* Job 1: Rewrite the Leatherface text below, starting with "Instead of focusing" and going on through "somewhat sympathetic towards.", putting "character analysis" in place of "character study".

* Text block:
■ ■ ■ ■ ■

We all have varying definitions of what makes a horror movie scary but having a diabolical villain, one hell of a story, and vivid imagery can shake audiences to their very core. Director Tobe Hooper and co-writer Kim Henkel created one of the most influential horror movies ever made when The Texas Chainsaw Massacre was released in 1974. With clever marketing hailing the movie as “based on true events,” audiences flocked to the theaters to witness this supposedly “true story.” They were in for the shock of their lives and left the theater terrified of what they saw. The villain was revealed to be a large, hulking figure who wielded a chainsaw as his signature weapon when chasing his victims down. Even worse, the killer wore the skin of a person’s face!
Imagine the audience’s reaction back in 1974. This was before Black Christmas, Halloween, and even Friday the 13th. The only thing that equally matched this level of fear was the creature features from the 1930s and perhaps Peeping Tom from 1960. This was the first movie to feature a killer who had all these distinguishing characteristics. With the chainsaw in hand and wearing the mask made from human skin, the infamous Leatherface entered film history as one of the most iconic horror movie killers of all time. But what makes him so scary? What are his origins? And are these movies that feature the killer based on true events?
Instead of focusing on the movies themselves, even if the timeline makes absolutely no sense, let’s go back and involve ourselves in a character study of the one they call Leatherface. One of the very few horror icons that we feel somewhat sympathetic towards.
While the debut film was hailed as “based on true events,” the story of Leatherface is largely fictional. There are some elements in the movie from which they are inspired by real-life events, but even to this date, there have been no reports of a chainsaw-wielding killer in the state of Texas. The story itself is inspired by two criminal cases that shocked the nation and the entire world once the news was reported.

■ ■ ■ ■ ■

* Job 2: How many lines of the listing below contain the string "cable"? Reply with the number alone.

■ ■ ■ ■ ■

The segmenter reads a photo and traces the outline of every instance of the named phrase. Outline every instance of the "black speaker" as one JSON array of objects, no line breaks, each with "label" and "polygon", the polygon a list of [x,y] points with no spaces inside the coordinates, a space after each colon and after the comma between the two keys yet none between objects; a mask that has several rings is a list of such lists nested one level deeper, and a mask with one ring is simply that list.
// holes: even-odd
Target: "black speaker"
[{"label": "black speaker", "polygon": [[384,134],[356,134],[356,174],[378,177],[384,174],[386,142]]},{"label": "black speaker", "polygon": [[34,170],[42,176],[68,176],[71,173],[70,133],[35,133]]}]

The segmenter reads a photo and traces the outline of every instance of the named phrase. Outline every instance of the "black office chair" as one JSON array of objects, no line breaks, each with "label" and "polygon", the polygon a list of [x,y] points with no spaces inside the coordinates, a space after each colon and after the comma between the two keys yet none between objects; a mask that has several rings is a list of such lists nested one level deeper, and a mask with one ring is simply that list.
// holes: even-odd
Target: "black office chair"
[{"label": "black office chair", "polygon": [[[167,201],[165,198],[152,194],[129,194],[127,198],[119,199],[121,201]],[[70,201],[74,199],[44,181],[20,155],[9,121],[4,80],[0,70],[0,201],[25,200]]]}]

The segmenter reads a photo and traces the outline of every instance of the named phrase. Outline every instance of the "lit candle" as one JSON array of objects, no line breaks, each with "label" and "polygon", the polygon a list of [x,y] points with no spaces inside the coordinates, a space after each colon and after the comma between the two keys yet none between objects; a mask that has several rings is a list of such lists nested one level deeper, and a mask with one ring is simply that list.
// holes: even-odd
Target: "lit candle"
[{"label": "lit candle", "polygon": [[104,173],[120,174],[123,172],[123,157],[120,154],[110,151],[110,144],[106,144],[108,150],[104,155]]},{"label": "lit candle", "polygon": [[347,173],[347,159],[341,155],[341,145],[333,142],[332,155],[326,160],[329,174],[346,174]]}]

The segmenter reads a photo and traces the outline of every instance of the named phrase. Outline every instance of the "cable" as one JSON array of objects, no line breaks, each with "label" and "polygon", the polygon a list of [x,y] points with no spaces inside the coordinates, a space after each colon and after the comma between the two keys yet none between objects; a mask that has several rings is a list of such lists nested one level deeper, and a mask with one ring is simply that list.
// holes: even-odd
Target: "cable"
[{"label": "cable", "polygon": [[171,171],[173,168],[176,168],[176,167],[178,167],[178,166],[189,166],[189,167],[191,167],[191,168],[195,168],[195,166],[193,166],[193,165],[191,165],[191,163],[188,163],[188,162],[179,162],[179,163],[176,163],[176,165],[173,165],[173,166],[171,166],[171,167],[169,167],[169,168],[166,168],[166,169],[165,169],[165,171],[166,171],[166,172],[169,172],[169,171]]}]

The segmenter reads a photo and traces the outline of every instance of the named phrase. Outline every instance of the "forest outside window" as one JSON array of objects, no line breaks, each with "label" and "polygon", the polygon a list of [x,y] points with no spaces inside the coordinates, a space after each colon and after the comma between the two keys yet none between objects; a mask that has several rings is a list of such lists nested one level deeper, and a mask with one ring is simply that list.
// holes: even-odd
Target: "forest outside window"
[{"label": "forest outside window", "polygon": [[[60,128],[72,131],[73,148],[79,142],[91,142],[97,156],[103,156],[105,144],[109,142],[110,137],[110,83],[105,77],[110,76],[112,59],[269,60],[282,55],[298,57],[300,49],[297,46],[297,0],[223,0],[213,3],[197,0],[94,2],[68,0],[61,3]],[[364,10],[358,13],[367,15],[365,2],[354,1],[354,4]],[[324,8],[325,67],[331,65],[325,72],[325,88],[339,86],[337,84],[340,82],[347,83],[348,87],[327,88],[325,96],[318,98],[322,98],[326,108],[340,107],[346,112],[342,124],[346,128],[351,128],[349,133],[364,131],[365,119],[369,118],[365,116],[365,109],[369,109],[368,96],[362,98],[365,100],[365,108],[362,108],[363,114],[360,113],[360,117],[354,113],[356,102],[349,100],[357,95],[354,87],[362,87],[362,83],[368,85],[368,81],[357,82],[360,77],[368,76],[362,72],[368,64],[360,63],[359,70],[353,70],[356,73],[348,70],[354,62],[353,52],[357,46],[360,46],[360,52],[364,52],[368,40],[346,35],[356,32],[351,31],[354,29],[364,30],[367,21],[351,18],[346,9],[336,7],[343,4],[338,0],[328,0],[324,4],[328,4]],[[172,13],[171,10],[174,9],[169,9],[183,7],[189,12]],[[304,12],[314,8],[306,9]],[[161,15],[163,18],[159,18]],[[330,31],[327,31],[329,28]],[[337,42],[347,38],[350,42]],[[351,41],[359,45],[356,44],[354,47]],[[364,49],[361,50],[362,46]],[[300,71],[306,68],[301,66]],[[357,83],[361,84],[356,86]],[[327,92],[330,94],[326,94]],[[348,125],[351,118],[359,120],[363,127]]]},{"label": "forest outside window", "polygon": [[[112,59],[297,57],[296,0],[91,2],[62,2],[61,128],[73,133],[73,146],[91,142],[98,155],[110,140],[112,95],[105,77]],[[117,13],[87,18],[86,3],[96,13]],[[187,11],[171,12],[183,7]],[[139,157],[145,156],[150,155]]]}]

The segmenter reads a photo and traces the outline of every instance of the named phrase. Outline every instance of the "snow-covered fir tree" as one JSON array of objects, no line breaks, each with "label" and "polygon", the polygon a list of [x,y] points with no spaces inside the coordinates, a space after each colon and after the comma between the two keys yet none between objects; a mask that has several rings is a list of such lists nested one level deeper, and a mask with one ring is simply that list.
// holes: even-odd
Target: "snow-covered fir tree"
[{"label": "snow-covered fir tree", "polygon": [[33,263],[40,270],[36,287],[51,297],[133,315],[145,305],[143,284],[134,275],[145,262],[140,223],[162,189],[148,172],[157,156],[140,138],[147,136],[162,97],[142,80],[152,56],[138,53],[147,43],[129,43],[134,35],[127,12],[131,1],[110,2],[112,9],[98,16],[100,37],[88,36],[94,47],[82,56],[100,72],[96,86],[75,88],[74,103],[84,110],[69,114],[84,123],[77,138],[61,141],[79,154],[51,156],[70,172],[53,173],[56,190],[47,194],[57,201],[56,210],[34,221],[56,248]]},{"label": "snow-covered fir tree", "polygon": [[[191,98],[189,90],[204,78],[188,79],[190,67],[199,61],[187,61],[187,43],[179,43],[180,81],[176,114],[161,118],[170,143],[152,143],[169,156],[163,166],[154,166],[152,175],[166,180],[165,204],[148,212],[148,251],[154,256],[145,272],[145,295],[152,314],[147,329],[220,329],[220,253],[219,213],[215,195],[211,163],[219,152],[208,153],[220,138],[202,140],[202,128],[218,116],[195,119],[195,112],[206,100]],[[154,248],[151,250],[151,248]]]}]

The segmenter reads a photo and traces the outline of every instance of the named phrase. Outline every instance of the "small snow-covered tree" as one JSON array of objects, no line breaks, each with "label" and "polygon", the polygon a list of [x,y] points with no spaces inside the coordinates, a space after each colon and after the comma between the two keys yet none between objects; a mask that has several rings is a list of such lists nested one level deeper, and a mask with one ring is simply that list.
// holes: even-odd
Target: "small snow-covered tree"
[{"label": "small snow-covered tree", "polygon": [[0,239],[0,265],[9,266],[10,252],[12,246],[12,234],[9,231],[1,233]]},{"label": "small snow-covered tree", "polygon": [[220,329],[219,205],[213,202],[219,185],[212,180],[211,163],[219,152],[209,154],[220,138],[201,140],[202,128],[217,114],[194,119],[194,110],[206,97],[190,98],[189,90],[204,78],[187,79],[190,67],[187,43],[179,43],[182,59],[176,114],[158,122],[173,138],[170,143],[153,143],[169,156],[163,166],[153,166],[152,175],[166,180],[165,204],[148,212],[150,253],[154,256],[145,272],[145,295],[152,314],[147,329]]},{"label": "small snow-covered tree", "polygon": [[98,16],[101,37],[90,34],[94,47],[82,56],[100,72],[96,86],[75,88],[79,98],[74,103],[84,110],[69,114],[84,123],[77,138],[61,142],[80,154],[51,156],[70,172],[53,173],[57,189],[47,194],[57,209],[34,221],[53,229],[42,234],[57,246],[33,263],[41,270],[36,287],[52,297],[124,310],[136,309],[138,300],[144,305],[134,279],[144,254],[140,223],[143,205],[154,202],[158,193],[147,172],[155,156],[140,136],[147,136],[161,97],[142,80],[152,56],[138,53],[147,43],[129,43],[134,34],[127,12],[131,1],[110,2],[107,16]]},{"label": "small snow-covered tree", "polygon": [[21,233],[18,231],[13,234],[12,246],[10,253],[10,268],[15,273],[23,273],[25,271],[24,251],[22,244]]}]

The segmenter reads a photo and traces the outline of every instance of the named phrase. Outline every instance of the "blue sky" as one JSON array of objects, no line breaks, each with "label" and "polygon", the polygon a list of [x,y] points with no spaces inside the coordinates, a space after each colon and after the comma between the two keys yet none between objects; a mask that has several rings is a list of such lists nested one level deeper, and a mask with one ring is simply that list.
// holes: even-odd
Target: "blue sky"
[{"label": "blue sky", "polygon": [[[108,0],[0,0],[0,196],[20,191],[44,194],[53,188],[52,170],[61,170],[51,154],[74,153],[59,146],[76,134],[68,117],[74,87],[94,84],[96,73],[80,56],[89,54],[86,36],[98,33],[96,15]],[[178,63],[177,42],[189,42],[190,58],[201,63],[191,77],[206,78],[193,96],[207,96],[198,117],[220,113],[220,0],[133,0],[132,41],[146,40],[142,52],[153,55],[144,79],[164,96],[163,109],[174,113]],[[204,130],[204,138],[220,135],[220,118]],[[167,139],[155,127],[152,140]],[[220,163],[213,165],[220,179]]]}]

■ ■ ■ ■ ■

* Right answer 1:
Instead of focusing on the movies themselves, even if the timeline makes absolutely no sense, let’s go back and involve ourselves in a character analysis of the one they call Leatherface. One of the very few horror icons that we feel somewhat sympathetic towards.

* Right answer 2: 3